Madras High Court
Tamil Nadu Civil Supplies Corporation ... vs G.S.N. Exporters And Thiru L.M. ... on 7 January, 2008
Equivalent citations: AIR 2008 (NOC) 1204 (MAD.), 2009 AIHC (NOC) 72 (MAD.)
Author: P. Jyothimani
Bench: P. Jyothimani
ORDER P. Jyothimani, J.
1. This original petition is filed under Section 34 of the Arbitration and Conciliation Act, 1996, to set aside the award passed by the second respondent dated 14.06.2000 in Arbitration Case No. 13 of 1998.
2. The factual matrix culminating into the present petition filed under Section 34 of the Arbitration and Conciliation Act 1996, is as follows:
(a) The first respondent was appointed by the petitioner as a tenderer for supply of rice to various godowns in Tamil Nadu Civil Supplies Corporation Limited in the State of Tamil Nadu and the first respondent has agreed to supply 18503 Mts. of rice (14003 Mts. of boiled rice and 4500 Mts. of raw rice). An agreement was entered into on 20.07.1996 and 17.10.1996 and the first respondent has supplied 18643 Mts. of rice as against the ordered quantity of 18503 metric tonnes and completed the supply as per the agreement. According to the petitioner Corporation, as per the conditions stipulated in the agreement, the first respondent has to supply gunnies with rice, but the gunnies supplied by the first respondent are not in accordance with the B-Twill specification. As per the terms and conditions of the agreement, apart from new bale of B-Twill gunnies, the tenderer was allowed to supply the stocks in once used new bale of gunnies. As per the Bureau of Indian Standard specification IS 2566/1984 B-Twill gunnies are of two types. The superior quality type is known as 2.25 lbs gunnies weighing 1020 grams for 100 Kg capacity and 845 grams for 75 Kg capacity. The next type is called 2 lbs gunnies of B-Twill category for which no specification has been prescribed by the Bureau of Indian Standards. According to the petitioner Corporation, when the first respondent supplied rice to the petitioner from Andhra Pradesh, the gunnies available in the open market of Andhra Pradesh were B-Twill type of gunnies of 2 lbs quality. The supply of rice in the said gunnies by the first respondent was detected by the staff of the petitioner at the loading point itself. The rice packed in 2 lbs gunnies resulted in dropping/spilling of rice during handling operations.

============

REQUIRED ACTIONS:
(a) Condense the paragraph of the court order beginning "(a) The first respondent was appointed" into a bulleted list that keeps its main facts.
(b) Go on with the court order, starting right after its last sentence, in the same register.
The rows that come next are separate material and are unrelated to the court order.

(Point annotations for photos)
============

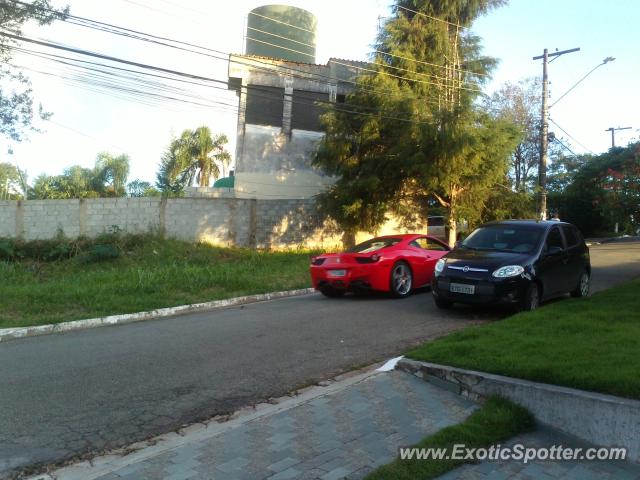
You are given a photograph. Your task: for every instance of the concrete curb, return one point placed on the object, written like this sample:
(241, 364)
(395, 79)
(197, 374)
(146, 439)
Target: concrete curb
(596, 418)
(21, 332)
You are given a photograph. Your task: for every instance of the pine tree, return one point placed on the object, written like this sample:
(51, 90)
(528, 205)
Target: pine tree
(418, 132)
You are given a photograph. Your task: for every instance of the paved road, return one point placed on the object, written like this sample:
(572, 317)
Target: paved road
(71, 394)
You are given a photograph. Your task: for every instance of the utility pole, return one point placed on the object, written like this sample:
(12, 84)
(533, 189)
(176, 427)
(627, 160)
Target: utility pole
(613, 134)
(544, 130)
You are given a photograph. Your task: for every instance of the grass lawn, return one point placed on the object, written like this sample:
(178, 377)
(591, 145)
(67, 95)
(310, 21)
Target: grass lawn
(152, 274)
(496, 421)
(589, 344)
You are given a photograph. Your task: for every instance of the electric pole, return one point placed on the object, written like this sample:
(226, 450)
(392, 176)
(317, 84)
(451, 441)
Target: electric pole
(544, 130)
(613, 134)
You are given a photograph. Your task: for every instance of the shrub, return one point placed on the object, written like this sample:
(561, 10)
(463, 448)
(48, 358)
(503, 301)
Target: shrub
(100, 252)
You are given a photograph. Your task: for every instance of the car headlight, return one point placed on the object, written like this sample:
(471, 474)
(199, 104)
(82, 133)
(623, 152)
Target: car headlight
(508, 271)
(439, 267)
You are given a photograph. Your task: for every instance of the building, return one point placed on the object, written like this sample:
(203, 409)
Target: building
(281, 94)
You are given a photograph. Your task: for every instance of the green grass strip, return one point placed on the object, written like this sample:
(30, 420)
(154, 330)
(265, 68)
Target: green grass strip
(148, 274)
(496, 421)
(589, 344)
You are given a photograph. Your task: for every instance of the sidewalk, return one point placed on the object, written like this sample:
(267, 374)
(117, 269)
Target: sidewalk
(345, 433)
(344, 430)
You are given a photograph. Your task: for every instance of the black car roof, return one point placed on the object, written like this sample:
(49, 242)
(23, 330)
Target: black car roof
(542, 224)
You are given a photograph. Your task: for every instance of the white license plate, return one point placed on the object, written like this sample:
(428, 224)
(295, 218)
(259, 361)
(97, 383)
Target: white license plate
(336, 273)
(462, 288)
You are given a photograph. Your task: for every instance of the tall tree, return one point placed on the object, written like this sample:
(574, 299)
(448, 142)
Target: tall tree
(16, 104)
(520, 103)
(196, 155)
(11, 182)
(108, 178)
(111, 173)
(417, 131)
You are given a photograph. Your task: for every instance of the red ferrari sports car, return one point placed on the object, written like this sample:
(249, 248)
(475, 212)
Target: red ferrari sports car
(393, 263)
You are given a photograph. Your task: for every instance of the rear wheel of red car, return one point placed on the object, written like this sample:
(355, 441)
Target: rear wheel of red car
(401, 280)
(332, 292)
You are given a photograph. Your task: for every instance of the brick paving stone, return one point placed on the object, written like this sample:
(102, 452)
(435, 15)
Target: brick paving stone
(344, 433)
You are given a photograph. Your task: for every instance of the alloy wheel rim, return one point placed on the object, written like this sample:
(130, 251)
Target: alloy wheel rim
(584, 284)
(402, 279)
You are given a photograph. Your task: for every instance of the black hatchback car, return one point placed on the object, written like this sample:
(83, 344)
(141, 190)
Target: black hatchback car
(515, 262)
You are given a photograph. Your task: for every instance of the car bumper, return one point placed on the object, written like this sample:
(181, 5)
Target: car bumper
(507, 291)
(356, 277)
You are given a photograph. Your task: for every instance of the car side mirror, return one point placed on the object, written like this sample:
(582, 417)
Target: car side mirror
(553, 251)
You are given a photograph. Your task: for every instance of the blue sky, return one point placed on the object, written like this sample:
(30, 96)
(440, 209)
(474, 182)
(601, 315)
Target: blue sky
(85, 122)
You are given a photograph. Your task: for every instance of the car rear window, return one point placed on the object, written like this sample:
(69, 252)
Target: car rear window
(374, 244)
(508, 238)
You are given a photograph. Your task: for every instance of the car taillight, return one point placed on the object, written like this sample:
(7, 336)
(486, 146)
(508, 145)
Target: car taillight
(372, 259)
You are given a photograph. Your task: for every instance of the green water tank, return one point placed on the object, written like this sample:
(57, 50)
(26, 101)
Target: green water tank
(225, 182)
(282, 32)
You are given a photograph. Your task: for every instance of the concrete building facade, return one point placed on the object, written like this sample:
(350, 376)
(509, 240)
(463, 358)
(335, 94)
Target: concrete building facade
(280, 104)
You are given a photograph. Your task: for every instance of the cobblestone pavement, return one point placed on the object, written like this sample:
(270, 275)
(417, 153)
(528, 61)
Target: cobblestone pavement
(343, 431)
(343, 434)
(546, 470)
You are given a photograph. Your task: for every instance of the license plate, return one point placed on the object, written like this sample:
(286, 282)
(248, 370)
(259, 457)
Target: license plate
(336, 273)
(462, 288)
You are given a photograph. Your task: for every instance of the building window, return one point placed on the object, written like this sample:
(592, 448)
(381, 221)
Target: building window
(264, 105)
(307, 108)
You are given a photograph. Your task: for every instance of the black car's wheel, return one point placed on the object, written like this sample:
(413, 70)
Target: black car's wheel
(332, 292)
(401, 280)
(584, 283)
(531, 299)
(442, 303)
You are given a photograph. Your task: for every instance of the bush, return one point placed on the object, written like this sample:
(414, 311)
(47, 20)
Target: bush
(105, 247)
(100, 252)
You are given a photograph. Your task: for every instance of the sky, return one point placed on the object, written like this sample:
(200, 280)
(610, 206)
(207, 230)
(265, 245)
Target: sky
(86, 122)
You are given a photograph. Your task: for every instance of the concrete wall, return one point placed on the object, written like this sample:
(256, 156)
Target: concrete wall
(223, 221)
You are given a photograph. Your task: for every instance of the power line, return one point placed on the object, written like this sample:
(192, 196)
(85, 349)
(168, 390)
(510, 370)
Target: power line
(430, 64)
(198, 77)
(93, 24)
(571, 136)
(431, 17)
(404, 78)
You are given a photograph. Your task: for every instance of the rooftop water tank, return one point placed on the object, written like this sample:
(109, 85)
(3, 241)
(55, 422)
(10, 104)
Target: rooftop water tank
(282, 32)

============

RESPONSES IN ORDER:
(a)
- The petitioner appointed the first respondent as a tenderer to supply rice to godowns of Tamil Nadu Civil Supplies Corporation Limited in Tamil Nadu.
- The first respondent agreed to supply 18503 Mts. of rice: 14003 Mts. boiled and 4500 Mts. raw.
- Agreements were made on 20.07.1996 and 17.10.1996. The first respondent supplied 18643 Mts. and completed the supply as per the agreement.
- The petitioner Corporation says the rice had to come in gunnies, and the gunnies supplied did not meet the B-Twill specification.
- The agreement allowed new bale B-Twill gunnies or once used new bale gunnies.
- Bureau of Indian Standard specification IS 2566/1984 recognizes two types of B-Twill gunnies:
  - Superior 2.25 lbs gunnies: 1020 grams for 100 Kg capacity and 845 grams for 75 Kg capacity.
  - 2 lbs gunnies: no specification prescribed.
- The rice came from Andhra Pradesh, where the gunnies on the open market were 2 lbs B-Twill.
- The petitioner's staff detected the use of these gunnies at the loading point.
- Rice packed in 2 lbs gunnies dropped or spilled during handling operations.

(b)
(b) It is the case of the petitioner that the first respondent requested the "officials to accept the gunnies and gave an undertaking in writing agreeing for imposition of gunny cut in order to avoid huge loss of transport charges, handling charges, demurrage and wharfage charges, etc. It is the further case of the petitioner that the first respondent has executed an undertaking on Rs. 10/- Non-Judicial stamp paper, agreeing for imposition of gunny cut by the petitioner. It was based on the said undertaking, the petitioner Corporation has accented the consignment with the said gunnies of inferior quality and subsequently made the gunny cut to the tune of Rs. 6,07,621.90, which was recovered. It is the case of the petitioner that the gunny cut was done in accordance with Clauses 19 and 11 of the tender conditions and agreement respectively. The first respondent, after receiving the bills, filed the above claim petition after lapse of two years.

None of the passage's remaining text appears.